* [What is required] Lines from the one with "Target: black stair railing" through the end of the listing below should be set down exactly, with no other line included.

* [Data section]

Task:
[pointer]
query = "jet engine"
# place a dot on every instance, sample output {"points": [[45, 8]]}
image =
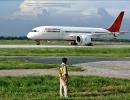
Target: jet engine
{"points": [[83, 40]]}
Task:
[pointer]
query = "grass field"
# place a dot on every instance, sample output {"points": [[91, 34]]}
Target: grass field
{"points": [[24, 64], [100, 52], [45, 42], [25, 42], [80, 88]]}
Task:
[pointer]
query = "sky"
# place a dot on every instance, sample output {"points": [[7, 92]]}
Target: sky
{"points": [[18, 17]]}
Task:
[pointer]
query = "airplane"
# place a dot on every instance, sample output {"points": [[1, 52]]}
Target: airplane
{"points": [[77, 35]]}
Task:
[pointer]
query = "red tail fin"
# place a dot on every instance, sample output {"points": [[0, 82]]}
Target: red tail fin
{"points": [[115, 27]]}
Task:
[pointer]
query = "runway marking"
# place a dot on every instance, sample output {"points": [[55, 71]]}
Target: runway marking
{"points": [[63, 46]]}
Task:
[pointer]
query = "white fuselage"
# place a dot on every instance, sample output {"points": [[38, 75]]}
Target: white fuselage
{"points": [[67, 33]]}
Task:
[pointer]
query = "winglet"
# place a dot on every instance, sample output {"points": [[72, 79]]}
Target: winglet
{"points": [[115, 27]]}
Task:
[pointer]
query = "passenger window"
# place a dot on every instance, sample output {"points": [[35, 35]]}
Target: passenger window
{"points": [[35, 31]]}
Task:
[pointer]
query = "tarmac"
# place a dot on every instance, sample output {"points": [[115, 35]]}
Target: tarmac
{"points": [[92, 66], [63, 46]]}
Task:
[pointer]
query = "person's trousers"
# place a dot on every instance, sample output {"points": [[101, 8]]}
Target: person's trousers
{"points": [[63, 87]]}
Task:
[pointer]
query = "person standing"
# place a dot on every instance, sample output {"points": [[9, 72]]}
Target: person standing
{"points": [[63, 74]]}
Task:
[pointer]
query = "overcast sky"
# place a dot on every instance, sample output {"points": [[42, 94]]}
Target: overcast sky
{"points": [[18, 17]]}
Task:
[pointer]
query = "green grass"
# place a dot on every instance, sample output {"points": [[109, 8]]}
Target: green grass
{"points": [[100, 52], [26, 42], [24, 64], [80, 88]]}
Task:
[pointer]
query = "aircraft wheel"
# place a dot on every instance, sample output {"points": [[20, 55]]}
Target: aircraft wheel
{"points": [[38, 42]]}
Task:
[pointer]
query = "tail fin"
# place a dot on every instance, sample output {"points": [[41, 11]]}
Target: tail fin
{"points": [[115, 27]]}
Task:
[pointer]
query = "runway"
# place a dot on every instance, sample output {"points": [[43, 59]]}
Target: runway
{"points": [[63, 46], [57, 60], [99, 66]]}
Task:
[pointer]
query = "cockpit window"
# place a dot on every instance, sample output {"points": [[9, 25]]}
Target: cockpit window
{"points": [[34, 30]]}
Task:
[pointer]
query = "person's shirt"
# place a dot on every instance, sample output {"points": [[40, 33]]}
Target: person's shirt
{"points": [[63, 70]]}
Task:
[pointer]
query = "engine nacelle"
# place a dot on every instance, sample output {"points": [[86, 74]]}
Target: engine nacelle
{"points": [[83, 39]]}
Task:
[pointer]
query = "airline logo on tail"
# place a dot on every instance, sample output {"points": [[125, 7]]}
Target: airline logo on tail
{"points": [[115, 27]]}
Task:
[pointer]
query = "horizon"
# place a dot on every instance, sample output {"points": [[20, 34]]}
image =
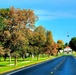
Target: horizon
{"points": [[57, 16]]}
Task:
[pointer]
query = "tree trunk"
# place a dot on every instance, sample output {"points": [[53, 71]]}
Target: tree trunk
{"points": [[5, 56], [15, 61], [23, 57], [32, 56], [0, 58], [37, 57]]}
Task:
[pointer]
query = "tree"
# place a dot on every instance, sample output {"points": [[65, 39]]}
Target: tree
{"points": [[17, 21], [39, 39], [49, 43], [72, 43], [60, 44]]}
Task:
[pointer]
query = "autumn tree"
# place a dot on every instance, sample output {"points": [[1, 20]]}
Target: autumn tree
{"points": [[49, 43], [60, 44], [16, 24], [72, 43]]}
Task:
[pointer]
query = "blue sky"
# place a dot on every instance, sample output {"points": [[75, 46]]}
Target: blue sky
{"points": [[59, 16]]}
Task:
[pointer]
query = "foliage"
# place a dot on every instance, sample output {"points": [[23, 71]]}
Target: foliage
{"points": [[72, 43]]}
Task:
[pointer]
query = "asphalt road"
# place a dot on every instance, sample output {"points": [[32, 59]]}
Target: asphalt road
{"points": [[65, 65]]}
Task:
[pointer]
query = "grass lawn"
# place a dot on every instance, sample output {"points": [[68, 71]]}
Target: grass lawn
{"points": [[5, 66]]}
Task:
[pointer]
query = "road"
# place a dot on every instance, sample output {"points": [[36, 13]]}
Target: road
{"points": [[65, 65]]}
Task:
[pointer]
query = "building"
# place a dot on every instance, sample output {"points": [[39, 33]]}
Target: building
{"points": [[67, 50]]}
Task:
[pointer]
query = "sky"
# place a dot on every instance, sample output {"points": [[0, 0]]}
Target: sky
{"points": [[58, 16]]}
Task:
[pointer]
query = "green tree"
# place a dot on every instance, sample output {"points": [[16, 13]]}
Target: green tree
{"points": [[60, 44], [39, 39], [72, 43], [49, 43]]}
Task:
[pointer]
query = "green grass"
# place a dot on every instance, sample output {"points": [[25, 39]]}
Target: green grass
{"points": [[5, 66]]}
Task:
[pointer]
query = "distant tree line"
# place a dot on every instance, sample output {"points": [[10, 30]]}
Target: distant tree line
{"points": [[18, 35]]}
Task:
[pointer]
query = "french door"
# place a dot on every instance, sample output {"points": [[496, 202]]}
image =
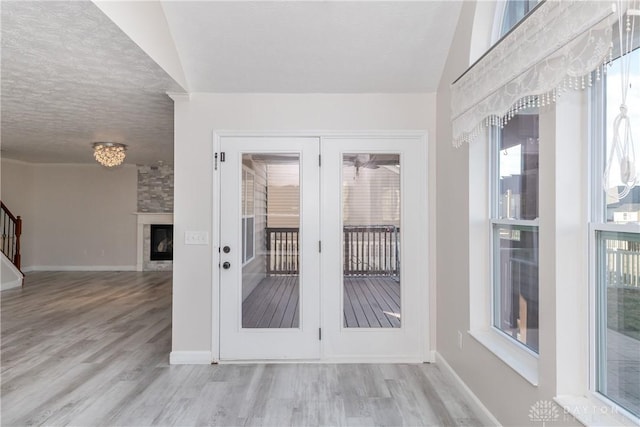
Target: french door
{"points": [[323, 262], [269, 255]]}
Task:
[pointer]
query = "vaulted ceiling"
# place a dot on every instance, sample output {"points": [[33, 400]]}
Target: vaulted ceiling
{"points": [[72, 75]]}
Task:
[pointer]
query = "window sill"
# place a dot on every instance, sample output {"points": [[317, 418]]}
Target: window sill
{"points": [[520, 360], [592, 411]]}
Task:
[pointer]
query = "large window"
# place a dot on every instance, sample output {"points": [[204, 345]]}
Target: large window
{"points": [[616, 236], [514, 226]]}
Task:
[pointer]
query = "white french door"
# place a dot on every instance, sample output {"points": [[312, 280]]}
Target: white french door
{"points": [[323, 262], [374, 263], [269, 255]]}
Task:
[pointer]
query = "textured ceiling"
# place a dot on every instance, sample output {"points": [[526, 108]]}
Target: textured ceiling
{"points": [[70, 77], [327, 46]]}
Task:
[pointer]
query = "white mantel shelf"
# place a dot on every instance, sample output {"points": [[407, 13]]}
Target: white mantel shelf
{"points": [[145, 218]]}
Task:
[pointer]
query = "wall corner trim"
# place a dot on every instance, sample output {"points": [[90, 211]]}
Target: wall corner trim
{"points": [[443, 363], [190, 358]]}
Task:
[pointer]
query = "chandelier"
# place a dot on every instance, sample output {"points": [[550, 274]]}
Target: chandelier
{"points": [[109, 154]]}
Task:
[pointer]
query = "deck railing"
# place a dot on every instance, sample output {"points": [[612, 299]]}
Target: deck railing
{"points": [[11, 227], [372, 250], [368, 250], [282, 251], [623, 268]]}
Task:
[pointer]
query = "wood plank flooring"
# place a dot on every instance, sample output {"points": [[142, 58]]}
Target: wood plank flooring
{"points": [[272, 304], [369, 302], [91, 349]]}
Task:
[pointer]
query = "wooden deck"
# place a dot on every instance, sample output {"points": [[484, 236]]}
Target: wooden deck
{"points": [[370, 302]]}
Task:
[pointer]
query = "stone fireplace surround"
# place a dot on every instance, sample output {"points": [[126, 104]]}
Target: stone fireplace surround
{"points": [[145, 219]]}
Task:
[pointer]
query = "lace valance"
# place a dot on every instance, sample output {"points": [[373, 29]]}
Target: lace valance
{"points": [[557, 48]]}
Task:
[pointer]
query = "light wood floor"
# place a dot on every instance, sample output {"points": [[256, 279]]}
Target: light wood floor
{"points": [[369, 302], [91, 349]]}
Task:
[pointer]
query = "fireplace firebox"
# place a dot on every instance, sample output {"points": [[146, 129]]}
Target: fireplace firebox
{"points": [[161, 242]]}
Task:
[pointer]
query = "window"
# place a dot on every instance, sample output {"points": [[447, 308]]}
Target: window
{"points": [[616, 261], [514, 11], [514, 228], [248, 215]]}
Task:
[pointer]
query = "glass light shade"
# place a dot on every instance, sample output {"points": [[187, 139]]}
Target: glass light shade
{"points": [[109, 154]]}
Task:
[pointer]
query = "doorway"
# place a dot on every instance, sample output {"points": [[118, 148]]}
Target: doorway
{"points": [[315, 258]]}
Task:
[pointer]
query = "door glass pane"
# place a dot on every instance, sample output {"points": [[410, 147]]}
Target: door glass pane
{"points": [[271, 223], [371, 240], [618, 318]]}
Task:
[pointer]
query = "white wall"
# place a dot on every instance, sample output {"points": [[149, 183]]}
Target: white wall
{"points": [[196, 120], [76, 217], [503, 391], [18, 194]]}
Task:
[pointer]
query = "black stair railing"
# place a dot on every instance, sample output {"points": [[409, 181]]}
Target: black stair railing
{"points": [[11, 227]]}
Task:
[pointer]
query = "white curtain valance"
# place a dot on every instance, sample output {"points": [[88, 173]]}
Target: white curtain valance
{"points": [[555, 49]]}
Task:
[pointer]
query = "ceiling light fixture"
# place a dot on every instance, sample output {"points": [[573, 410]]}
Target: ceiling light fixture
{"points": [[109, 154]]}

* [Response for this exercise]
Target: black stair railing
{"points": [[11, 227]]}
Task:
[pointer]
query = "white curtain valance"
# place a dot on every instance, sample output {"points": [[88, 173]]}
Target: white curtain valance
{"points": [[555, 49]]}
Task:
[pointer]
query = "ceiling light fixture"
# place a dot on every instance, sample output {"points": [[573, 410]]}
Target: ceiling light fixture
{"points": [[109, 154]]}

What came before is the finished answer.